#### WHAT IS ASKED
Reproduce the data from its first line through the line containing "(1114, 736)", with both ends included.

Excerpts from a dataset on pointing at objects
------------------------------
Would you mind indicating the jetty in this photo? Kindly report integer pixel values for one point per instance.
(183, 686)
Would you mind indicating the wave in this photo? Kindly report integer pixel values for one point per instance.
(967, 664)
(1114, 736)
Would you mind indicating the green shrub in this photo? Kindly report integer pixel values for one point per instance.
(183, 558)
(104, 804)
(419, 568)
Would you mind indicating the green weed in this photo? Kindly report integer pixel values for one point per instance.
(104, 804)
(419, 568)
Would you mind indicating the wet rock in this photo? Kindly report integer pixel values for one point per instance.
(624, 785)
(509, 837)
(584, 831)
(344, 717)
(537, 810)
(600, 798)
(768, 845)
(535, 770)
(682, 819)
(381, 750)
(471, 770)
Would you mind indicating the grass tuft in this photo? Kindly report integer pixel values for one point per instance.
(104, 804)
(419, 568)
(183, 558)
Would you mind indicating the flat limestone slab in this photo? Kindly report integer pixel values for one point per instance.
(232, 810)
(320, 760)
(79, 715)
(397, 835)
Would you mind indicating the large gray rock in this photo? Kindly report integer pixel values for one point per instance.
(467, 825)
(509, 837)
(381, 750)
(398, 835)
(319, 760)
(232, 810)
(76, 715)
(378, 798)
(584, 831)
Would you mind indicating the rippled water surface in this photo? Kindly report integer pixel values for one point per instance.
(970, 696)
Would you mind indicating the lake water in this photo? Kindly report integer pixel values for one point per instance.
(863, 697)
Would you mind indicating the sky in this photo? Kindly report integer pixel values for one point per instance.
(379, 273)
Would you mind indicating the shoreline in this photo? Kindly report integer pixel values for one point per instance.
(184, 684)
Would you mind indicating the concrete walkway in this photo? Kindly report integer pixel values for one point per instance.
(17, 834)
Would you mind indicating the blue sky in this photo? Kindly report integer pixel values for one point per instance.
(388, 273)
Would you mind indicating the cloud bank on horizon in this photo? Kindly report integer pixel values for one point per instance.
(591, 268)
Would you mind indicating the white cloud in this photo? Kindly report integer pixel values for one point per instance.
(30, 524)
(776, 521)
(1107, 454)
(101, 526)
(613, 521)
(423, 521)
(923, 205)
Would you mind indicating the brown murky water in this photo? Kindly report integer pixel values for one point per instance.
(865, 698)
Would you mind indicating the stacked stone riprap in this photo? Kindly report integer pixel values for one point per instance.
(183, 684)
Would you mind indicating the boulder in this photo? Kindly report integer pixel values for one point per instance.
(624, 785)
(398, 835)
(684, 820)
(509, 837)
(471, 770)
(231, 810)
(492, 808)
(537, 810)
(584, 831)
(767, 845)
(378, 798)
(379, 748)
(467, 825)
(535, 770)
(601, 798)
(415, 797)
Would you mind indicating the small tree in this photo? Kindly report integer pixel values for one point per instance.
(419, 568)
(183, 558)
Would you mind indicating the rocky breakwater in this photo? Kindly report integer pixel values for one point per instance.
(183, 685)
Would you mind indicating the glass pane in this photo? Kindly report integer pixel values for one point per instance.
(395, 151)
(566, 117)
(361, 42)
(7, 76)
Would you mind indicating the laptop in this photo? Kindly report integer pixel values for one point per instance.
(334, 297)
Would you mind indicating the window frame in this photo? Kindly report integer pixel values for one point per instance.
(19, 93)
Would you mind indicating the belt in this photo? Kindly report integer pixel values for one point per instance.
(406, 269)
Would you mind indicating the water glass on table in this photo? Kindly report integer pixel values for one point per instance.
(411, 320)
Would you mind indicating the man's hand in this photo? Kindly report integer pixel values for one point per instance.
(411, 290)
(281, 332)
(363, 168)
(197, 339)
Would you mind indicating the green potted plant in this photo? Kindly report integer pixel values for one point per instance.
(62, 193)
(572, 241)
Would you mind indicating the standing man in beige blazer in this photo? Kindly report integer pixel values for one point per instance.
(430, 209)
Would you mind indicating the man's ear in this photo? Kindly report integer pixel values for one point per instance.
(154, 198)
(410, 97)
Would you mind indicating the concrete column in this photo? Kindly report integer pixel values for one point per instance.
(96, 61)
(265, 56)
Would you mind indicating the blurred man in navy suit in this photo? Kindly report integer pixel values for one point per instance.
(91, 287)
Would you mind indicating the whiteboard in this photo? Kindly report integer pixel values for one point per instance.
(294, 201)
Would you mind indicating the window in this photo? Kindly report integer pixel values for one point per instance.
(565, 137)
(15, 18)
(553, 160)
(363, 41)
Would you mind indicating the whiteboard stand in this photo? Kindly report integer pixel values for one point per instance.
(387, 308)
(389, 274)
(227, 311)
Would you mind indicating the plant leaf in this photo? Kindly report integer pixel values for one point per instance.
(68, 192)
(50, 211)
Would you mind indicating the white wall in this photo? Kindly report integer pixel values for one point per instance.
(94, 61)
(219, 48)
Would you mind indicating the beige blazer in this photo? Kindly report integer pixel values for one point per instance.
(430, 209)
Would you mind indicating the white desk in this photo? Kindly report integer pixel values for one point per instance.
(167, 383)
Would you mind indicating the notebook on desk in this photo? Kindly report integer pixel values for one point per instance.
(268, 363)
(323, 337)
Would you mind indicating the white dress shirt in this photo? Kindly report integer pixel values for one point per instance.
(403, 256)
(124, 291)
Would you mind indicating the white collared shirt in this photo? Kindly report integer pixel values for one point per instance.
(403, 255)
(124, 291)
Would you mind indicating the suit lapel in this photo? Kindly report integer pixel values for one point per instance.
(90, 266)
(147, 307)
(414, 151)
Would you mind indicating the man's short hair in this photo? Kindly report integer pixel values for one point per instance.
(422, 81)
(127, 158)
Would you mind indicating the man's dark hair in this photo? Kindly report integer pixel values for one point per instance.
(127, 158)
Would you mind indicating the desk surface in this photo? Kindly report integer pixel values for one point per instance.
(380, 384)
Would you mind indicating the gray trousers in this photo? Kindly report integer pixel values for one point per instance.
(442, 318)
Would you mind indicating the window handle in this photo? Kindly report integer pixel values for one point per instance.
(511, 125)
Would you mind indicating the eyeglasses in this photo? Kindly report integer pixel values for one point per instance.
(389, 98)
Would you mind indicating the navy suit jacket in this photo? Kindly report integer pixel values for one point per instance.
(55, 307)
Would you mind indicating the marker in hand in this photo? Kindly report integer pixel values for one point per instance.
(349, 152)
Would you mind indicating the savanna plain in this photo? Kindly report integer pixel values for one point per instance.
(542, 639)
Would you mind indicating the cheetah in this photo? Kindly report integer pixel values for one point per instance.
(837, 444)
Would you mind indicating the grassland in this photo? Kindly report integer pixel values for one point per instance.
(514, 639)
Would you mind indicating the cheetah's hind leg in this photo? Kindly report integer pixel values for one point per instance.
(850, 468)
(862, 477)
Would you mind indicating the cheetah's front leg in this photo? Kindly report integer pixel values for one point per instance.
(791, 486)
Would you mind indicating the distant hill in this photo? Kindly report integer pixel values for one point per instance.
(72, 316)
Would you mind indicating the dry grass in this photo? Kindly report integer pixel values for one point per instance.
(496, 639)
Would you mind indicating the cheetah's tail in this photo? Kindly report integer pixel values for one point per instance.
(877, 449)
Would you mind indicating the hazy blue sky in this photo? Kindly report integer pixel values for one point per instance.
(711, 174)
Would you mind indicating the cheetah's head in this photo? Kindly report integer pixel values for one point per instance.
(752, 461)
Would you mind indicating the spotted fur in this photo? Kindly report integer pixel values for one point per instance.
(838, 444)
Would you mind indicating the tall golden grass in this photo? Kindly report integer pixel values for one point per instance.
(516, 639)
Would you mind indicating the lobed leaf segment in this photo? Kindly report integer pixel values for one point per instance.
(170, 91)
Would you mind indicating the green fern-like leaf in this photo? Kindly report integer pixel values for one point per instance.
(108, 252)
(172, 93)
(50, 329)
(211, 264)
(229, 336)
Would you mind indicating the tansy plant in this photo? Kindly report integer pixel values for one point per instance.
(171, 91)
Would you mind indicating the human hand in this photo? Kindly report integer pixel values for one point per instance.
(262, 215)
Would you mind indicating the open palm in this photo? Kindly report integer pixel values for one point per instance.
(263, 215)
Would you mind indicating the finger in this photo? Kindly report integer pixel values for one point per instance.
------------------------------
#### COMPLETE RESPONSE
Would you mind indicating the jetty in this photo? Kindly report integer pixel values for one point per instance.
(183, 686)
Would you mind indicating the wave in this photo? Kindly report integer pixel values for one point per instance.
(967, 664)
(1114, 736)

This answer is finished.